* SHORT TASK A
Extract the stretch of the listing from the line containing "Find the brown" through the end of the listing, and reproduce every line in it without changes.

Mapping Architectures and Dependencies
The dependency mapping problem
Understanding how components connect across a large codebase is expensive work. Tracing a single data flow from user input through validation, processing, storage, and response touches dozens of files across multiple layers. Multiply this by every feature, and mapping becomes a serious time investment.
Traditional approaches rely on documentation (often outdated), tribal knowledge (often departed), or manual code reading (always slow). The Thoughtworks Technology Radar noted that AI agents can map dependencies across millions of lines of code in hours. The same work done manually takes months.
This isn't automation replacing understanding. It's acceleration that makes understanding feasible when it otherwise wouldn't happen.
Entry point analysis
Every codebase has entry points places where external requests become internal execution. HTTP endpoints, CLI commands, message queue consumers, scheduled jobs. Finding these maps the boundaries between outside and inside.
Agents find entry points through pattern recognition. Ask directly:
What are all the entry points into this application?
List HTTP endpoints, CLI commands, message handlers, and scheduled tasks.
Show file paths and function names.The response shows the surface area: how users, other services, and scheduled processes interact with the system. From here, you can trace what happens after entry.
For web applications, entry points concentrate in routing configuration:
Find all route definitions in this codebase. Show the HTTP method,
path pattern, and handler function for each route. Identify which
router or framework is being used.For event-driven systems, entry points are spread across message handlers:
List all message queue consumers. For each, show the queue name,
message type, and handler function. Identify how acknowledgment
and error handling work.Entry point analysis answers a fundamental question: how does the outside world talk to this system? Everything else flows from these boundaries.
Tracing data flow
Data enters systems, transforms through processing, and exits as responses or side effects. Tracing this flow shows you the implemented reality not the intended design, but what actually runs.
Start with a specific flow and trace it end to end:
Trace what happens when a user submits an order:
1. Which endpoint receives the request?
2. How is the request validated?
3. What business logic processes the order?
4. Which database tables get written?
5. What events or notifications are triggered?
6. What response goes back to the user?This gives you a vertical slice through the architecture. The agent follows function calls, reads through layers, and reports the chain of execution.
For verification, ask the agent to show the specific code:
For each step in that trace, show me the exact function calls
and the files they're in. I want to verify this flow myself.Claims without code references are harder to verify. Specific file and line citations let you confirm the agent got it right.
When tracing data flows, ask for the "happy path" first the normal successful case. Then ask about error cases, edge cases, and exception paths. The happy path shows intended design; error handling shows actual robustness.

* DATASET EXCERPTS

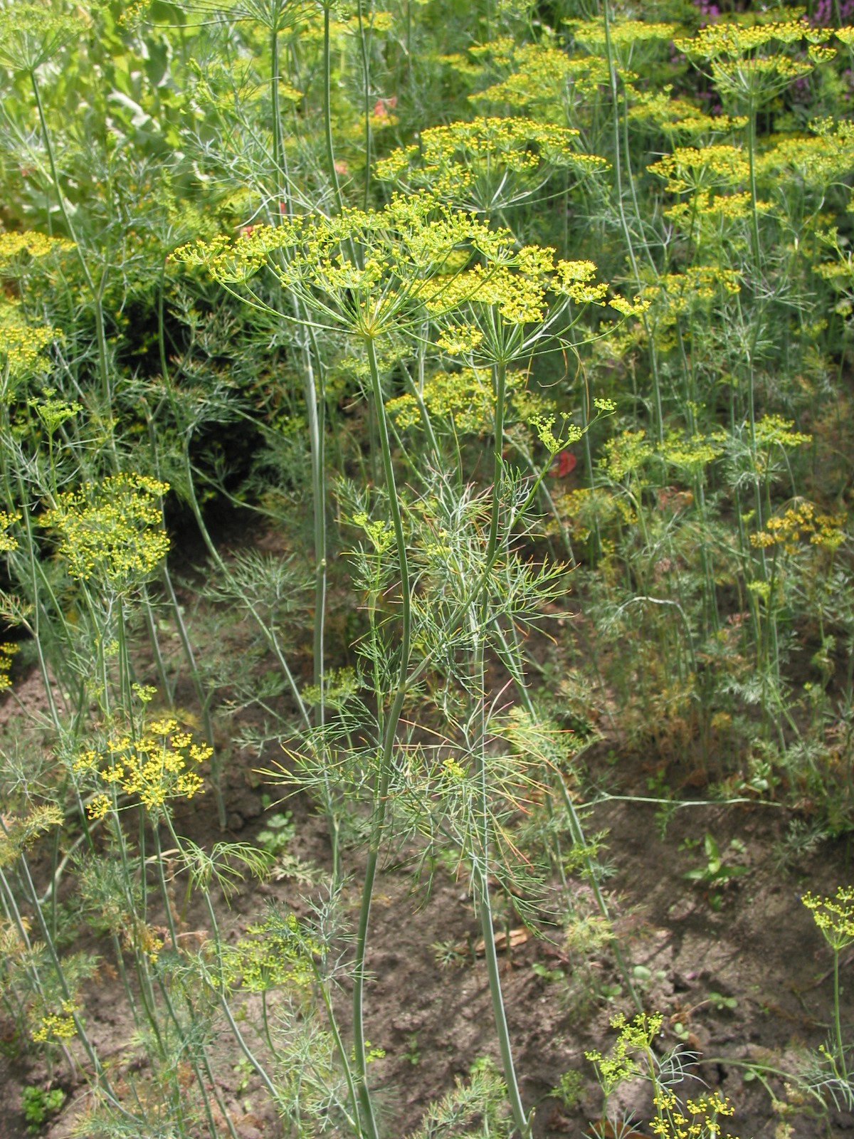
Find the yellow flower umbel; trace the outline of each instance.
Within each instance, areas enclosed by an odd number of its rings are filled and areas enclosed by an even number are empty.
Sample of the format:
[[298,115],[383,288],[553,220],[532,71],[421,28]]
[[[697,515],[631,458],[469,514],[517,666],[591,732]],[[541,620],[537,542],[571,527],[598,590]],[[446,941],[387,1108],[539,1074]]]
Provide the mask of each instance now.
[[808,891],[800,901],[810,910],[813,921],[821,929],[824,941],[834,951],[834,1029],[835,1054],[826,1047],[821,1051],[832,1068],[834,1076],[848,1082],[841,1017],[839,1015],[839,954],[854,943],[854,886],[838,886],[832,898],[816,898]]
[[[810,27],[800,19],[753,27],[726,21],[709,24],[692,39],[673,43],[693,63],[708,60],[709,77],[725,101],[755,112],[793,80],[808,75],[816,64],[823,63],[826,52],[815,48],[829,38],[830,32]],[[799,46],[804,39],[811,44],[806,59],[786,54],[787,48]]]
[[[716,1091],[699,1099],[688,1099],[682,1106],[670,1088],[662,1088],[654,1103],[658,1118],[652,1120],[649,1129],[659,1139],[724,1139],[717,1117],[734,1115],[729,1099]],[[737,1137],[726,1132],[725,1139]]]
[[35,1043],[61,1043],[77,1034],[74,1014],[77,1011],[73,1001],[64,1000],[61,1013],[48,1013],[40,1018],[39,1027],[32,1033]]
[[114,805],[118,790],[134,796],[148,811],[157,812],[169,800],[192,798],[204,792],[195,770],[212,755],[179,729],[172,718],[154,720],[137,738],[112,736],[101,749],[89,749],[74,762],[79,775],[91,773],[96,785],[113,787],[113,795],[99,792],[90,801],[90,819],[100,819]]
[[605,158],[578,153],[577,137],[531,118],[479,117],[421,131],[417,146],[394,150],[376,173],[477,212],[506,208],[540,190],[556,170],[578,181],[607,169]]
[[68,575],[124,593],[149,579],[169,550],[158,499],[167,483],[146,475],[110,475],[60,494],[41,517],[59,534]]
[[800,901],[831,949],[840,952],[854,943],[854,887],[839,886],[832,898],[816,898],[807,891]]
[[[174,256],[204,265],[272,312],[251,287],[268,267],[305,305],[314,328],[364,342],[405,330],[420,337],[432,319],[449,351],[476,352],[488,363],[509,363],[544,335],[563,335],[576,319],[558,323],[570,303],[603,304],[607,293],[592,281],[592,262],[556,262],[552,248],[519,248],[510,230],[452,210],[425,190],[395,195],[381,211],[309,214],[257,226],[233,241],[196,241]],[[531,325],[540,328],[526,330]]]

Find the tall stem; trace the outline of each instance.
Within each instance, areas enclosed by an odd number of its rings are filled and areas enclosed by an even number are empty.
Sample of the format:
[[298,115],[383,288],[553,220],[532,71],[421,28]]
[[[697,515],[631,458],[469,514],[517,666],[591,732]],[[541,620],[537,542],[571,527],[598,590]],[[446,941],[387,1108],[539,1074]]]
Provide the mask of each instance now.
[[377,349],[373,339],[366,337],[366,349],[368,351],[368,362],[371,374],[371,391],[373,405],[379,427],[379,442],[383,452],[383,468],[386,480],[386,491],[392,511],[392,525],[394,528],[394,540],[397,549],[397,562],[401,571],[401,656],[400,670],[397,674],[397,687],[392,699],[392,706],[385,722],[383,732],[383,751],[379,761],[378,779],[373,788],[373,826],[368,846],[368,861],[364,868],[364,883],[362,886],[362,904],[359,911],[359,927],[355,943],[355,967],[353,977],[353,1051],[355,1056],[355,1067],[359,1076],[359,1103],[363,1116],[364,1133],[368,1139],[379,1139],[377,1122],[373,1116],[373,1105],[371,1104],[370,1091],[367,1083],[367,1057],[364,1044],[364,958],[368,944],[368,923],[370,919],[371,899],[373,895],[373,883],[377,876],[377,863],[379,861],[379,849],[383,842],[386,817],[386,800],[388,796],[388,785],[392,777],[392,759],[394,754],[394,740],[400,723],[403,702],[407,696],[407,681],[410,657],[411,636],[411,606],[409,593],[409,563],[407,560],[407,541],[403,534],[403,519],[401,517],[400,502],[397,500],[397,487],[394,480],[394,467],[392,465],[392,450],[388,440],[388,426],[385,418],[385,407],[383,401],[383,387],[379,382],[379,367],[377,364]]

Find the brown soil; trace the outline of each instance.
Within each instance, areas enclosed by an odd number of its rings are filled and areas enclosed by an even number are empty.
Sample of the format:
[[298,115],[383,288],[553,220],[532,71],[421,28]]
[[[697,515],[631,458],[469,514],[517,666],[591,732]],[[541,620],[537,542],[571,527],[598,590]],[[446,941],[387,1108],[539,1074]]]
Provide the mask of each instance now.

* SHORT TASK B
Copy, word for word, the stretch of the passage on dependency mapping from "List HTTP endpoints, CLI" through "happens after entry.".

* RIGHT ANSWER A
Find the brown soil; trace the outline of each instance.
Within each instance, areas enclosed by an odd number of its rings are filled and areas enclosed by an even number are empty.
Sample of the format:
[[298,115],[383,288],[553,220],[532,71],[421,28]]
[[[697,515],[631,458],[469,514],[517,666],[591,732]],[[541,620],[537,542],[571,527],[598,590]],[[446,941],[387,1108],[539,1074]]]
Provide the mask of each instance now.

* RIGHT ANSWER B
List HTTP endpoints, CLI commands, message handlers, and scheduled tasks.
Show file paths and function names.The response shows the surface area: how users, other services, and scheduled processes interact with the system. From here, you can trace what happens after entry.